[What the task asks]
Copy every one of the rows below verbatim, leaving out the pictures.

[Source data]
╭──

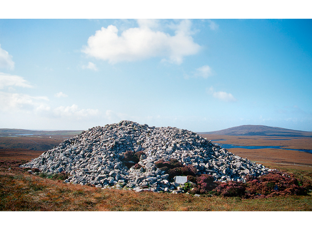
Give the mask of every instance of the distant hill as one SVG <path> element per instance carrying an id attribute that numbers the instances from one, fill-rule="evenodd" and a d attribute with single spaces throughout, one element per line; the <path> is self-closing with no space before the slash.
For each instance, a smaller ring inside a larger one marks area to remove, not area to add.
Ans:
<path id="1" fill-rule="evenodd" d="M 265 125 L 247 125 L 222 130 L 218 131 L 200 133 L 205 134 L 216 134 L 232 136 L 268 136 L 280 137 L 312 137 L 312 132 L 293 130 Z"/>
<path id="2" fill-rule="evenodd" d="M 73 135 L 79 134 L 82 130 L 61 130 L 57 131 L 46 131 L 28 130 L 17 129 L 0 129 L 0 136 L 14 136 L 22 135 L 25 134 L 31 135 Z"/>

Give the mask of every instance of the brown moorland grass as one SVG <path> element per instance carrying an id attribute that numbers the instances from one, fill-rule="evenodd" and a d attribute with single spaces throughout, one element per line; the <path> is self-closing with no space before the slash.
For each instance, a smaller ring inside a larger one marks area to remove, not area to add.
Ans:
<path id="1" fill-rule="evenodd" d="M 310 196 L 244 199 L 100 188 L 0 173 L 1 211 L 312 211 Z"/>
<path id="2" fill-rule="evenodd" d="M 208 139 L 218 140 L 214 143 L 239 145 L 285 146 L 285 148 L 312 149 L 312 138 L 288 137 L 228 136 L 202 135 Z M 271 139 L 278 139 L 272 140 Z M 220 139 L 223 140 L 220 140 Z M 291 140 L 280 139 L 291 139 Z M 271 168 L 287 166 L 290 169 L 312 170 L 312 154 L 306 152 L 274 149 L 228 149 L 230 152 L 241 157 Z"/>
<path id="3" fill-rule="evenodd" d="M 42 151 L 43 152 L 74 135 L 42 135 L 40 136 L 0 137 L 0 149 L 24 149 Z"/>
<path id="4" fill-rule="evenodd" d="M 239 145 L 285 146 L 286 149 L 312 149 L 312 138 L 292 137 L 269 137 L 260 136 L 229 136 L 201 134 L 208 140 L 222 144 Z"/>
<path id="5" fill-rule="evenodd" d="M 257 143 L 261 142 L 260 139 L 257 139 Z M 245 141 L 246 142 L 243 143 L 252 141 Z M 227 141 L 226 143 L 235 144 Z M 236 143 L 242 144 L 238 142 Z M 250 145 L 259 145 L 253 144 Z M 266 167 L 293 173 L 299 179 L 312 180 L 312 167 L 307 164 L 302 166 L 290 164 L 293 162 L 308 164 L 310 158 L 300 159 L 299 155 L 296 155 L 303 152 L 290 150 L 285 152 L 283 151 L 287 150 L 270 149 L 232 149 L 229 150 L 252 160 L 265 161 L 263 164 Z M 104 189 L 65 184 L 60 180 L 29 174 L 17 167 L 26 161 L 35 158 L 42 152 L 21 149 L 0 149 L 0 210 L 312 211 L 312 197 L 310 195 L 246 199 L 207 195 L 197 197 L 184 194 L 137 193 L 132 191 Z M 302 155 L 302 157 L 306 156 Z M 290 161 L 288 164 L 288 161 Z M 282 162 L 285 162 L 285 164 L 282 164 Z"/>

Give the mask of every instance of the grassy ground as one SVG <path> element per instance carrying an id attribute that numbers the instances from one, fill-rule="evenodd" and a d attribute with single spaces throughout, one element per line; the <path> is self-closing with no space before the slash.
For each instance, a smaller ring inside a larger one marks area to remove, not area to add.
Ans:
<path id="1" fill-rule="evenodd" d="M 9 169 L 8 164 L 2 165 L 2 211 L 312 211 L 312 196 L 310 195 L 245 199 L 205 195 L 197 197 L 185 194 L 138 193 L 65 184 L 60 180 L 29 174 L 14 166 Z M 294 172 L 298 176 L 311 178 L 308 172 Z"/>

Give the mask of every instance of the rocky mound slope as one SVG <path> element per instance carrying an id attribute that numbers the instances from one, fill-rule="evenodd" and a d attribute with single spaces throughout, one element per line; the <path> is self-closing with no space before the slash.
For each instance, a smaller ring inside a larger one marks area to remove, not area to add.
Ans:
<path id="1" fill-rule="evenodd" d="M 244 181 L 247 174 L 258 176 L 271 170 L 195 133 L 129 121 L 84 131 L 22 167 L 66 172 L 70 174 L 66 181 L 73 183 L 171 192 L 178 185 L 164 168 L 157 167 L 170 160 L 221 181 Z"/>

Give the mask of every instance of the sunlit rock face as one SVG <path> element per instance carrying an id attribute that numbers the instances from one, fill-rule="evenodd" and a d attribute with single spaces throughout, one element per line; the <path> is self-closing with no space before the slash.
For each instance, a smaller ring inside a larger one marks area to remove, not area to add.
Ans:
<path id="1" fill-rule="evenodd" d="M 84 131 L 22 167 L 64 172 L 70 175 L 66 181 L 73 184 L 171 192 L 178 185 L 155 163 L 173 159 L 192 166 L 197 175 L 209 174 L 220 181 L 243 181 L 247 174 L 258 176 L 271 170 L 195 133 L 129 121 Z"/>

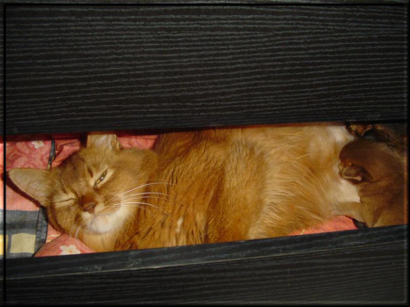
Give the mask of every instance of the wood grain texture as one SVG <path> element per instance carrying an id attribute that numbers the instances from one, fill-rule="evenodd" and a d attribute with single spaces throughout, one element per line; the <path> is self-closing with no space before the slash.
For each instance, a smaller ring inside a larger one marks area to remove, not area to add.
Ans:
<path id="1" fill-rule="evenodd" d="M 407 226 L 7 260 L 7 302 L 400 303 Z M 52 289 L 52 291 L 50 289 Z"/>
<path id="2" fill-rule="evenodd" d="M 404 120 L 407 7 L 6 9 L 7 134 Z"/>
<path id="3" fill-rule="evenodd" d="M 4 83 L 3 83 L 3 77 L 4 75 L 3 56 L 4 54 L 4 37 L 3 35 L 4 25 L 3 20 L 4 5 L 0 3 L 0 135 L 3 135 L 3 128 L 4 127 Z"/>

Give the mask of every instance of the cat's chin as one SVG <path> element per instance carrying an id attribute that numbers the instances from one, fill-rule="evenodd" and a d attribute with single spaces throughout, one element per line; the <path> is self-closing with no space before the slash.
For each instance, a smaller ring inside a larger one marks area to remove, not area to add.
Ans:
<path id="1" fill-rule="evenodd" d="M 119 210 L 112 213 L 93 214 L 83 212 L 83 221 L 89 232 L 102 234 L 110 232 L 122 226 L 123 219 Z"/>

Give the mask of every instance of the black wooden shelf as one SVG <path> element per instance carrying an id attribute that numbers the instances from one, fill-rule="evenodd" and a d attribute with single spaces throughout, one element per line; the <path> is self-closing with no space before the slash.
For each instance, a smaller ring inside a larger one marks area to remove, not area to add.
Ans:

╰──

[Result for this task]
Give the mask of every instance of the distant hill as one SVG <path> element per instance carrying an id attribute that numbers the instances from one, fill-rule="evenodd" and a d attribute with single spaces throughout, one element per line; the <path> is self-closing with no space before the slash.
For each instance, a smaller ring inside a larger one marks area to remove, not area to add.
Ans:
<path id="1" fill-rule="evenodd" d="M 265 125 L 247 125 L 222 130 L 218 131 L 200 133 L 205 134 L 216 134 L 232 136 L 268 136 L 280 137 L 312 137 L 312 132 L 293 130 Z"/>
<path id="2" fill-rule="evenodd" d="M 73 135 L 79 134 L 82 130 L 61 130 L 57 131 L 46 131 L 28 130 L 17 129 L 0 129 L 0 136 L 14 136 L 22 135 L 25 134 L 31 135 Z"/>

Give the mask of every instance of the brown moorland grass as one SVG <path> element per instance carrying an id attribute that numbers the instances from one, fill-rule="evenodd" and a d attribute with single spaces throughout, one element per line; the <path> is self-closing with no space before the slash.
For each instance, a smaller ring inside a larger one marks area to remove, not area to add.
Ans:
<path id="1" fill-rule="evenodd" d="M 310 196 L 244 199 L 100 188 L 0 173 L 1 211 L 312 211 Z"/>
<path id="2" fill-rule="evenodd" d="M 208 139 L 218 140 L 214 143 L 239 145 L 285 146 L 285 148 L 312 149 L 312 138 L 288 137 L 228 136 L 202 135 Z M 271 139 L 278 139 L 272 140 Z M 220 139 L 223 140 L 220 140 Z M 291 140 L 280 139 L 291 139 Z M 271 168 L 287 166 L 290 169 L 312 170 L 312 154 L 306 152 L 274 149 L 228 149 L 230 152 L 241 157 Z"/>
<path id="3" fill-rule="evenodd" d="M 42 151 L 43 152 L 74 135 L 42 135 L 40 136 L 0 137 L 0 149 L 24 149 Z"/>
<path id="4" fill-rule="evenodd" d="M 239 145 L 285 146 L 286 149 L 312 149 L 312 138 L 292 137 L 269 137 L 260 136 L 229 136 L 201 134 L 208 140 L 222 144 Z"/>
<path id="5" fill-rule="evenodd" d="M 257 143 L 261 142 L 260 139 L 257 139 Z M 245 141 L 246 142 L 243 143 L 252 141 Z M 227 141 L 226 143 L 235 144 Z M 236 143 L 242 144 L 238 142 Z M 250 145 L 259 145 L 253 144 Z M 266 167 L 293 173 L 299 179 L 312 180 L 312 167 L 307 164 L 302 166 L 290 164 L 293 162 L 308 164 L 310 158 L 300 159 L 299 155 L 296 155 L 303 152 L 290 150 L 285 152 L 283 151 L 287 150 L 270 149 L 232 149 L 229 150 L 252 160 L 265 161 L 263 164 Z M 104 189 L 65 184 L 60 180 L 29 174 L 17 167 L 26 161 L 35 158 L 42 152 L 21 149 L 0 149 L 0 210 L 312 211 L 312 197 L 310 195 L 246 199 L 207 195 L 197 197 L 184 194 L 137 193 L 132 191 Z M 302 155 L 302 157 L 306 156 Z M 290 161 L 288 164 L 288 161 Z M 282 162 L 285 162 L 285 164 L 282 164 Z"/>

Give the mask of every instance of the grassy ground as one SVG <path> element per instance carrying an id attribute that numbers the instances from one, fill-rule="evenodd" and a d attribute with single spaces throughout, one element per line; the <path> is self-closing with no space before the slash.
For each instance, a smaller ring inside a larger one marks area to remove, not area to add.
Ans:
<path id="1" fill-rule="evenodd" d="M 9 169 L 8 164 L 2 165 L 2 211 L 312 211 L 312 196 L 310 195 L 245 199 L 205 195 L 197 197 L 185 194 L 138 193 L 65 184 L 60 180 L 29 174 L 14 166 Z M 294 172 L 298 176 L 311 178 L 308 172 Z"/>

Give the mask of every instance of the rocky mound slope as one SVG <path> element per instance carrying an id attribute that numbers the instances from one, fill-rule="evenodd" and a d attribute with single spaces throughout, one element per line; the <path> is self-closing with no space before the slash.
For each instance, a smaller ring inside a larger one marks area to remove, not area to add.
Ans:
<path id="1" fill-rule="evenodd" d="M 244 181 L 247 174 L 258 176 L 271 170 L 195 133 L 129 121 L 84 131 L 22 167 L 66 172 L 70 174 L 66 181 L 73 183 L 171 192 L 178 185 L 164 168 L 157 167 L 170 160 L 221 181 Z"/>

Give the mask of every instance of the sunlit rock face as one SVG <path> element per instance carrying an id attribute that numbers the instances from one, fill-rule="evenodd" and a d attribute with single spaces throughout, one element per line; the <path> is self-closing with no space before the slash.
For each instance, a smaller ring inside a larger one marks area to remove, not area to add.
Ans:
<path id="1" fill-rule="evenodd" d="M 84 131 L 22 167 L 64 172 L 70 175 L 66 181 L 73 184 L 171 192 L 178 185 L 155 163 L 173 159 L 192 166 L 197 175 L 209 174 L 220 181 L 243 181 L 247 174 L 258 176 L 271 170 L 195 133 L 129 121 Z"/>

Give the mask of every instance of the wood grain texture as one SVG <path> element per instance carrying an id attribute that numbers the instances from one, fill-rule="evenodd" and a d attribute with single spaces throughout, one element per line; the <path> is self-closing with no space before the slash.
For each instance, a smaller ring inside a larger one marks area to remove, not area to add.
Ans:
<path id="1" fill-rule="evenodd" d="M 407 226 L 7 260 L 7 302 L 400 303 Z M 52 289 L 52 291 L 50 289 Z"/>
<path id="2" fill-rule="evenodd" d="M 404 120 L 407 7 L 6 9 L 7 134 Z"/>
<path id="3" fill-rule="evenodd" d="M 4 83 L 3 83 L 3 77 L 4 75 L 3 56 L 4 54 L 4 37 L 3 35 L 4 25 L 3 20 L 4 5 L 0 3 L 0 135 L 3 135 L 3 128 L 4 127 Z"/>

Give the mask of every instance of the cat's chin as one SVG <path> element per instance carrying an id attribute that numbers the instances from one, fill-rule="evenodd" and a d attribute with single spaces throughout, one element per line; the <path> is self-closing with no space before the slash.
For each instance, a smaller ring inside a larger one marks area to remove, not area to add.
Ans:
<path id="1" fill-rule="evenodd" d="M 119 210 L 112 213 L 93 214 L 83 212 L 83 221 L 89 232 L 102 234 L 110 232 L 122 226 L 123 219 Z"/>

Give the mask of every instance of the black wooden shelf as one SVG <path> element per instance carrying an id attribute that numbers the instances from one, fill-rule="evenodd" and a d attribute with single spaces throughout, one element per line; the <path> is self-closing with no space before the slash.
For each instance, a smaller ring inside a larger one marks area to remove, not area to add.
Ans:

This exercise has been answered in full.